» **What to do**
Look below. Copy each line that has "building" in it.

» **Stored data entries**
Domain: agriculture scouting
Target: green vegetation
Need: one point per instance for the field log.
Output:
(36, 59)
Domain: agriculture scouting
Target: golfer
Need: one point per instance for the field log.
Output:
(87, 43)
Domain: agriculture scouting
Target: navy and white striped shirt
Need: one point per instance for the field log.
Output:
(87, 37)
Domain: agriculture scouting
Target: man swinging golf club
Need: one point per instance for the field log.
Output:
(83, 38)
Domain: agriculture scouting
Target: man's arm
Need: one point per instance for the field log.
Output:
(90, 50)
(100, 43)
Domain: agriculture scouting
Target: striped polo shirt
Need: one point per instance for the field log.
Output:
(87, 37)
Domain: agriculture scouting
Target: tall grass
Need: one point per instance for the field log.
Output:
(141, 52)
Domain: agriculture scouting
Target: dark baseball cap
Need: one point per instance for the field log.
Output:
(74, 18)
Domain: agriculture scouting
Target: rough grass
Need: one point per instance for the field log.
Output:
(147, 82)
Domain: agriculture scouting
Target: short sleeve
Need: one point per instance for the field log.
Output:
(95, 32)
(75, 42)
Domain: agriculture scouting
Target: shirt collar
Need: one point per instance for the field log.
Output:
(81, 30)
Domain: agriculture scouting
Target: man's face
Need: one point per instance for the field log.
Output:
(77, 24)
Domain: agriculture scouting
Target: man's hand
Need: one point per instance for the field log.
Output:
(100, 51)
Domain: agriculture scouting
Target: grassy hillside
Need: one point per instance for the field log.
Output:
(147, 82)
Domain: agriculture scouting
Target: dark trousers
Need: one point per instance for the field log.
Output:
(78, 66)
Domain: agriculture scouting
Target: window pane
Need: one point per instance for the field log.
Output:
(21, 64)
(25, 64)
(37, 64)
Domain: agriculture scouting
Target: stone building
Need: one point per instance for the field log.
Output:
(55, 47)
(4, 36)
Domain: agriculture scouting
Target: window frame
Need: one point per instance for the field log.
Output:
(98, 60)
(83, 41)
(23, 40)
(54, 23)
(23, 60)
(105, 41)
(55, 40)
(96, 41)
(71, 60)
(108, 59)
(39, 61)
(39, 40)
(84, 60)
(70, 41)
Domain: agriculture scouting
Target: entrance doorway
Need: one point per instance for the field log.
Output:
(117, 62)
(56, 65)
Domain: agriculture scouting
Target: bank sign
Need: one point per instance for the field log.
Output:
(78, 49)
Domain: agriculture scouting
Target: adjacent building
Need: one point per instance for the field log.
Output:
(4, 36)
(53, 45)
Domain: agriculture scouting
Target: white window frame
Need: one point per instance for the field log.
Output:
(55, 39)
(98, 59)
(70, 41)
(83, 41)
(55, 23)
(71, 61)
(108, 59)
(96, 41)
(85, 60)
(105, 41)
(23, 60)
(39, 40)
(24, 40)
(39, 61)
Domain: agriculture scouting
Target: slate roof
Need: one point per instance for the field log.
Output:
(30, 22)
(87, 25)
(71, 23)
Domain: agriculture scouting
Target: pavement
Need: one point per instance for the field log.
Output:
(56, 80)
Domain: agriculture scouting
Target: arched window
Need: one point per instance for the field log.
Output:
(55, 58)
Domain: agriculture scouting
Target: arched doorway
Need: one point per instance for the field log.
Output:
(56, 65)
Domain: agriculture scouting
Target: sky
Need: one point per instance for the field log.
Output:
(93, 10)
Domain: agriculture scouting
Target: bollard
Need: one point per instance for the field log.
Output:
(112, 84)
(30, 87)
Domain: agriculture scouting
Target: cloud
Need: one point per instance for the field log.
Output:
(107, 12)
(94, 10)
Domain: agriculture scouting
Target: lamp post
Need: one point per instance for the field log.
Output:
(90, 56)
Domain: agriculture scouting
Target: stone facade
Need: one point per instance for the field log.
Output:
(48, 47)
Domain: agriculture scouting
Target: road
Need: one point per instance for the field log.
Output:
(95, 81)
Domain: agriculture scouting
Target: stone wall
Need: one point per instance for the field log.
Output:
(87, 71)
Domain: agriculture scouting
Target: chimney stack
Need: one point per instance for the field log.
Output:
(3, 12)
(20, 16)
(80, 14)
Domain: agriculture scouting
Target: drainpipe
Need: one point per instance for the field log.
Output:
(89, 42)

» **Final answer**
Target: stone building
Target: adjacent building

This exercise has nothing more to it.